** Source document follows **
Ian Thatcher brings extensive professional experience as a global financial advisor to his role as a Director on the Bowel Cancer Research Foundation Australia Board.
A passionate believer in team-based pioneering to deliver breakthroughs, Ian found himself attracted to the charity’s commitment to leading-edge bowel cancer discoveries that have an everlasting impact on Australian health.
But it is Ian’s personal experience which fuels his commitment to the charity’s vision of making real change happen.
Having witnessed the devastating impact of bowel cancer on my family for two generations, I’m dedicated to ensuring it doesn’t impact a third.
Dad had bowel cancer at age 52.
I was in my final year of Uni, doing my exams and I still remember the shock of his diagnosis.
He survived, but in those days, it was never spoken about and there wasn’t a lot of education around family history and risk.
I suspect my dad wasn’t the first [to have had bowel cancer] in my family.
Life took over - Shonagh and I were married the day before moving to Australia in 1987 and we were focussed on working hard and sampling everything the lucky country has to offer.
At age 47 I began to feel something wasn’t quite right.
So, I went to see my doctor.
Within 2 days I was in hospital.
My two boys were both under 10 when I was diagnosed.
They are now 21 and 20, have been checked out, and will continue to undergo active surveillance.
We’re acting on my learnings.
Creating awareness is number one which is why I’m out and about in the community talking about it.
We have to encourage people to have those tests.
I’m also absolutely committed to the research side and very passionate about making breakthroughs.
We’re talking to clinicians about how we can get more people participating in research programs.
I’m also working on directing attention to the research requirements of the Lawrence Penn Chair, because bowel cancer research remains under recognised financially by state and federal government.
I believe personal and collective health and wellbeing are the pillars to a happy life and a progressive society.
There is concern that the massive impact of COVID-19 will overshadow other critical health concerns, including bowel cancer, which would be detrimental to awareness efforts.
But my hope is that all diseases that require attention, including bowel cancer, will benefit from society’s increased attention on general health, and a better understanding of the essential role medical research performs – for example, in the development of vaccines and cures.
I am so grateful to be a survivor – my doctor and surgeon saved my life, and recovery restored a wonderful family life and career with Deloitte.
We just returned to Sydney after living in London for two years and now it’s time to give back.
Being a part of the Bowel Cancer Research Foundation Australia team in this amazingly important pursuit of a better future for all is a privilege.
** End of Source document **
» Task A: According to the Ian Thatcher profile, at what age did Ian's father have bowel cancer?
» Task B: Print the Ian Thatcher profile between "We have to encourage" and "to awareness efforts.", inclusive.
** Extracted information follows **
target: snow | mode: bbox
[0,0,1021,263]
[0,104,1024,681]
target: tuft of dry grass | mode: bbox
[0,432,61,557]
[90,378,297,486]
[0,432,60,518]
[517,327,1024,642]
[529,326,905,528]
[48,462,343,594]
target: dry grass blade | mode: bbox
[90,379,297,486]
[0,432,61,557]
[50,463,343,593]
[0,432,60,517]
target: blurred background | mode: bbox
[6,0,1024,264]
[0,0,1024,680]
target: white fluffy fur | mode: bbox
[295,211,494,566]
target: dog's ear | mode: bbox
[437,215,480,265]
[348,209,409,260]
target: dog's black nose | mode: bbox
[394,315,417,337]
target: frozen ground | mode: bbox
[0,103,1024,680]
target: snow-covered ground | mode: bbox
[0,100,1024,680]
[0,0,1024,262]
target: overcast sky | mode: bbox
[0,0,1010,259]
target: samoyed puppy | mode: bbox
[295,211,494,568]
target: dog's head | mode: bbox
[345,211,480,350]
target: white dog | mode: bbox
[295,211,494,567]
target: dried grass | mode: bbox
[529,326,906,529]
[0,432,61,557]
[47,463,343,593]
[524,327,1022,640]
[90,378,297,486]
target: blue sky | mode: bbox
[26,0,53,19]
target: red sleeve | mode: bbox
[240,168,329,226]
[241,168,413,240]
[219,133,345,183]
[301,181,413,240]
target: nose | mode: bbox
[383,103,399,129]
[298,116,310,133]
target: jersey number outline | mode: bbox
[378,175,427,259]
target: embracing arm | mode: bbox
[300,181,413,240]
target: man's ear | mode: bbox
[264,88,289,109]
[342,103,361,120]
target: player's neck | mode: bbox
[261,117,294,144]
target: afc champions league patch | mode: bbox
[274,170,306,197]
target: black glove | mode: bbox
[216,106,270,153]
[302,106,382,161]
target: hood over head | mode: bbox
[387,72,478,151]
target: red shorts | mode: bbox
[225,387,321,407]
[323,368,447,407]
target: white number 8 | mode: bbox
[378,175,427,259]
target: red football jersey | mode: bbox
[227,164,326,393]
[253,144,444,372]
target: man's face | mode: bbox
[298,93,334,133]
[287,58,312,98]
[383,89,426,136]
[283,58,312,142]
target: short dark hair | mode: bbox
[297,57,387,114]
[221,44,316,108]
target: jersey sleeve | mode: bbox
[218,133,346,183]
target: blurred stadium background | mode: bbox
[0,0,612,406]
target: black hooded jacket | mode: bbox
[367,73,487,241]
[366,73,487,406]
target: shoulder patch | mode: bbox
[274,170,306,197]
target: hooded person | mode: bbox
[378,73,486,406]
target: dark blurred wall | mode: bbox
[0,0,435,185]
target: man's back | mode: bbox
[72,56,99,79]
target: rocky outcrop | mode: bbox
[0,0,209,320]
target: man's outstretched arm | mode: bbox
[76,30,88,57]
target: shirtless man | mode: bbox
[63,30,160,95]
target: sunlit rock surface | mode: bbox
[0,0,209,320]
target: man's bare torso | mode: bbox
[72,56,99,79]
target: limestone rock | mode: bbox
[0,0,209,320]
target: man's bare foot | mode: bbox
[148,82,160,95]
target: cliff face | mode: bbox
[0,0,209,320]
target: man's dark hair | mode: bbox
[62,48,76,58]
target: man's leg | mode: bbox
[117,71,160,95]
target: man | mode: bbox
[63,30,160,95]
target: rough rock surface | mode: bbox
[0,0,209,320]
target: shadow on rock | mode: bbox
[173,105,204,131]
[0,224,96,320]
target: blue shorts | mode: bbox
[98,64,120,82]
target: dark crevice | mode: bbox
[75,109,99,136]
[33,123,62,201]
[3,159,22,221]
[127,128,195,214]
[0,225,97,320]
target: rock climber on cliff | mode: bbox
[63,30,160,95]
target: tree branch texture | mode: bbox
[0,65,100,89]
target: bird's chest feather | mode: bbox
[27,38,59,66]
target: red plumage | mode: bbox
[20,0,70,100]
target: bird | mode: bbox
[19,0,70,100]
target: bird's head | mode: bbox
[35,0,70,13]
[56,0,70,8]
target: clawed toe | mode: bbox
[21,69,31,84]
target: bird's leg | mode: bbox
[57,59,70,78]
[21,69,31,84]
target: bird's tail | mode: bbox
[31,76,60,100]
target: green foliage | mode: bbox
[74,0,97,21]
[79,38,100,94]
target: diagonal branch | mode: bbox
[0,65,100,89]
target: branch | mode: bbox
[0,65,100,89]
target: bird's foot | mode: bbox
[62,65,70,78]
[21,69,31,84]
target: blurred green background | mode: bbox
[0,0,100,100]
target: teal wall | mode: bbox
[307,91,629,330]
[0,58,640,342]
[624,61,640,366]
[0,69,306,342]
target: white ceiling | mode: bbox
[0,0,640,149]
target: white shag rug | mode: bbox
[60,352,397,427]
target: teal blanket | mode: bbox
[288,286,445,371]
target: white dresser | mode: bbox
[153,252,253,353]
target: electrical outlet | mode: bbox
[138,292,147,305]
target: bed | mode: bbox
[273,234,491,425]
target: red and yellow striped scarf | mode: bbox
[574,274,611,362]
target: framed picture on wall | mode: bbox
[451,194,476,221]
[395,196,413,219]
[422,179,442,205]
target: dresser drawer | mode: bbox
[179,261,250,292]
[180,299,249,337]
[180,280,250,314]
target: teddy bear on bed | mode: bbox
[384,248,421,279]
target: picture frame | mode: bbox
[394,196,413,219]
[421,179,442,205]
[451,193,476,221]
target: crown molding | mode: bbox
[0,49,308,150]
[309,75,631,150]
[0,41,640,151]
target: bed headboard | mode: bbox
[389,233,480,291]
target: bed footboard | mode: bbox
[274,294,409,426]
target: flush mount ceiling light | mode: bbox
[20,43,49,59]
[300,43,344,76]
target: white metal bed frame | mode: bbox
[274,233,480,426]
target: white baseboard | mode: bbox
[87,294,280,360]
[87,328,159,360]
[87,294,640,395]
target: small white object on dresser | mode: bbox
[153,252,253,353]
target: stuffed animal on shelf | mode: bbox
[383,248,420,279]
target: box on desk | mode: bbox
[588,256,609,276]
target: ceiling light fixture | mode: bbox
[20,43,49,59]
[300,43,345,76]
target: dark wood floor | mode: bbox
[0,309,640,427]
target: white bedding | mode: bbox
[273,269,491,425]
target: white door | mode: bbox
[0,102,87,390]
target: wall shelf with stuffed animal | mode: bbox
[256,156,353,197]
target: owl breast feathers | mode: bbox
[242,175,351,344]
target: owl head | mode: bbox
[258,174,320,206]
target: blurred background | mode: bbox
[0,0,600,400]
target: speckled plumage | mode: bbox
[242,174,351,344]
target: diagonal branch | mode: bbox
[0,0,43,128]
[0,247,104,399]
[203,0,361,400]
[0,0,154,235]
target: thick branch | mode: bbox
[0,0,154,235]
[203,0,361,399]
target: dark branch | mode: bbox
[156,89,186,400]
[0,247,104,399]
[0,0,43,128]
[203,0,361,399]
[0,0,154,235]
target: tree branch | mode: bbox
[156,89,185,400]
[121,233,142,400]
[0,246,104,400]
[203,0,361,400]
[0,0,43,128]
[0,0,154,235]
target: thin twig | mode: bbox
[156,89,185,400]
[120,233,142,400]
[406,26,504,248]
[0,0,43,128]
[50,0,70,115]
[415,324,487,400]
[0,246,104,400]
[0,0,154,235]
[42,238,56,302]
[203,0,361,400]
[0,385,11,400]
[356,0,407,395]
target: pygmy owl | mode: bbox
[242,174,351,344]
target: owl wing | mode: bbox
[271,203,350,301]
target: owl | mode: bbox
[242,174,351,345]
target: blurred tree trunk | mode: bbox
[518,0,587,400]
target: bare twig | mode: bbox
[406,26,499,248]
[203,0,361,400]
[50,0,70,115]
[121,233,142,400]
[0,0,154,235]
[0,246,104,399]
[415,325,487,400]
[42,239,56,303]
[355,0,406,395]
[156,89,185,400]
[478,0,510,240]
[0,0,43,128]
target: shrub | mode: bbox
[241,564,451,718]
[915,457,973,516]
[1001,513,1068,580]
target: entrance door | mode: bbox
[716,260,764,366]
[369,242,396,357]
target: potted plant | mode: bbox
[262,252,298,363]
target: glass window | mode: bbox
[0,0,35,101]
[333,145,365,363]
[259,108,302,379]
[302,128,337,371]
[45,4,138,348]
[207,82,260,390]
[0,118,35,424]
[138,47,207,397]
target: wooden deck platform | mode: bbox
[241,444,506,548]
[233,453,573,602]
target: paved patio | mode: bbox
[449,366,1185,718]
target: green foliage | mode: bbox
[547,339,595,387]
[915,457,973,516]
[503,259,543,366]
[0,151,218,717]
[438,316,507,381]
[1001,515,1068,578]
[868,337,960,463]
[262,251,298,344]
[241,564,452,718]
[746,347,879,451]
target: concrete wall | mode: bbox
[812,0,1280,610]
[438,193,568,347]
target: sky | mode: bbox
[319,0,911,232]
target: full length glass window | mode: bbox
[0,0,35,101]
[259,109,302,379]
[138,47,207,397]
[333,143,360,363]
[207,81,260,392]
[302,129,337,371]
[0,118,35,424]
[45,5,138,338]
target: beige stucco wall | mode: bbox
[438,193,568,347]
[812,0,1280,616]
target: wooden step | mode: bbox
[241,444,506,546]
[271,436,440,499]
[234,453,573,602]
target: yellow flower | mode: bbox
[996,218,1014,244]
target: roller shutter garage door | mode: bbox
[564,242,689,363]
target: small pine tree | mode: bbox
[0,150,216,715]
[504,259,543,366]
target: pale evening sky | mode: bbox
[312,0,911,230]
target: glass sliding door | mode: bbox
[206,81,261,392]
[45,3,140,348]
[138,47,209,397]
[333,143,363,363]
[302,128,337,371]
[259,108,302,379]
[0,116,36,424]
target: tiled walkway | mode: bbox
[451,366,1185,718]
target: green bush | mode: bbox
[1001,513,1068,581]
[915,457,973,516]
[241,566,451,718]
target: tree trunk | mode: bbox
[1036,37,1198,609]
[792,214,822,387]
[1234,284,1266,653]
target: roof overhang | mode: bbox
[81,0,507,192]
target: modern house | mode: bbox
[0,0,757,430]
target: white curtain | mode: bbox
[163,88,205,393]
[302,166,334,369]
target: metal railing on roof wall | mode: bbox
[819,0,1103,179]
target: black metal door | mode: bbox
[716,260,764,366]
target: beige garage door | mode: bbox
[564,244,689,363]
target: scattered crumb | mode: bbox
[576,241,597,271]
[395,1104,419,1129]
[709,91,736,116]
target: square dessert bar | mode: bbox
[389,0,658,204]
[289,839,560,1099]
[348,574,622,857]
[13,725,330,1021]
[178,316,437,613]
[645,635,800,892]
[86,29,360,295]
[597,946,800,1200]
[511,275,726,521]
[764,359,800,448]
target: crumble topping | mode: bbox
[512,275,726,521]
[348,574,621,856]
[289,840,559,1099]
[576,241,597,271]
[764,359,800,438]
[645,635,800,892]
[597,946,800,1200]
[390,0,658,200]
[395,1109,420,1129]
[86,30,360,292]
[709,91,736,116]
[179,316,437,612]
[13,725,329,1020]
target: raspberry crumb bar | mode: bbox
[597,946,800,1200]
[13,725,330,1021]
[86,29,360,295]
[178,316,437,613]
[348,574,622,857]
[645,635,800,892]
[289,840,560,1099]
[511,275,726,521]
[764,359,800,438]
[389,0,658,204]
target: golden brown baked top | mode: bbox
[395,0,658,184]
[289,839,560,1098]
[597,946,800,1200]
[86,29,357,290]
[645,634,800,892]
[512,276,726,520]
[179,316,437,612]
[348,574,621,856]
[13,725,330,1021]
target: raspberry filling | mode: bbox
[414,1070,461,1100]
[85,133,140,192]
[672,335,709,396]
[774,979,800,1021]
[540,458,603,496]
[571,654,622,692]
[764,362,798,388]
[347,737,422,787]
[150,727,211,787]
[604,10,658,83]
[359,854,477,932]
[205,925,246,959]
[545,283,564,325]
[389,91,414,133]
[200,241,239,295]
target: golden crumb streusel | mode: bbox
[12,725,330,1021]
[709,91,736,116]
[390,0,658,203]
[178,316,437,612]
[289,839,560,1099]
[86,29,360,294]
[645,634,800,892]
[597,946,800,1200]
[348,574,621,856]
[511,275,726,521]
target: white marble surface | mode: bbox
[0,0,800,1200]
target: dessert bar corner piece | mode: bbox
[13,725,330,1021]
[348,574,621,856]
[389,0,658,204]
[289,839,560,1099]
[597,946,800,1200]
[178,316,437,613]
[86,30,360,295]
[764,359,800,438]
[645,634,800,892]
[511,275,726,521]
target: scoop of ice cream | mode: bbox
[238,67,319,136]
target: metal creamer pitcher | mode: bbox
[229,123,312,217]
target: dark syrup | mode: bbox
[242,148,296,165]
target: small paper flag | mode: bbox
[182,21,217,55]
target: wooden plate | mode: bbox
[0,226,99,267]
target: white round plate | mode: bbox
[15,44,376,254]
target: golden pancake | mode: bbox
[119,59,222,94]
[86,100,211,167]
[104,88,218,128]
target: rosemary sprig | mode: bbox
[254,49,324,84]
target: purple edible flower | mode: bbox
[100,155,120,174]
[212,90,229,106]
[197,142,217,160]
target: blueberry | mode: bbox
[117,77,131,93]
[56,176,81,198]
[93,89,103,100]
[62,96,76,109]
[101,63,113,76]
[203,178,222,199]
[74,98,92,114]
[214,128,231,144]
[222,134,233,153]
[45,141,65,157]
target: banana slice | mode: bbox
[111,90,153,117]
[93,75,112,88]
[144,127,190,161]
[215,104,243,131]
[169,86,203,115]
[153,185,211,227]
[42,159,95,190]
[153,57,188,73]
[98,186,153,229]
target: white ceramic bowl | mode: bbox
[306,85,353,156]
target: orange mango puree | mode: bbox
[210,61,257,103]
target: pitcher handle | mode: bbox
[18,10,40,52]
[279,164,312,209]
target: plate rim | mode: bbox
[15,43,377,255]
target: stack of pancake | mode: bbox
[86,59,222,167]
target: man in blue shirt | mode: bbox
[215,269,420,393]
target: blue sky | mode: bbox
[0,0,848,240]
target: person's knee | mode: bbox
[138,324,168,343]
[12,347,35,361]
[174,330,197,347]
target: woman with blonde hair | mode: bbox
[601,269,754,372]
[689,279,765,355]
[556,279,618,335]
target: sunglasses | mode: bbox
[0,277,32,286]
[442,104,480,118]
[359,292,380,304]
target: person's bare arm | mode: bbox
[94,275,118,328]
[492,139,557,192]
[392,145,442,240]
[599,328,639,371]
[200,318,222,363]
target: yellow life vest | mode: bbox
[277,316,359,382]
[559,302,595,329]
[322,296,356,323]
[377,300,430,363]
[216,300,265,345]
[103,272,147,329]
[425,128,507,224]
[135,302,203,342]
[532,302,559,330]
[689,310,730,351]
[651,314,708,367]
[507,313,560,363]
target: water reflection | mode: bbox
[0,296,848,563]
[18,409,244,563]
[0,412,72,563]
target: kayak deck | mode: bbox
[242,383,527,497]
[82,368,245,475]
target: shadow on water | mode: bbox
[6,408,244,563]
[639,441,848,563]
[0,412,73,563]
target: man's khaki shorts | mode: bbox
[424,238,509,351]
** End of Extracted information **
» Task solution A: 52

» Task solution B:
We have to encourage people to have those tests.
I’m also absolutely committed to the research side and very passionate about making breakthroughs.
We’re talking to clinicians about how we can get more people participating in research programs.
I’m also working on directing attention to the research requirements of the Lawrence Penn Chair, because bowel cancer research remains under recognised financially by state and federal government.
I believe personal and collective health and wellbeing are the pillars to a happy life and a progressive society.
There is concern that the massive impact of COVID-19 will overshadow other critical health concerns, including bowel cancer, which would be detrimental to awareness efforts.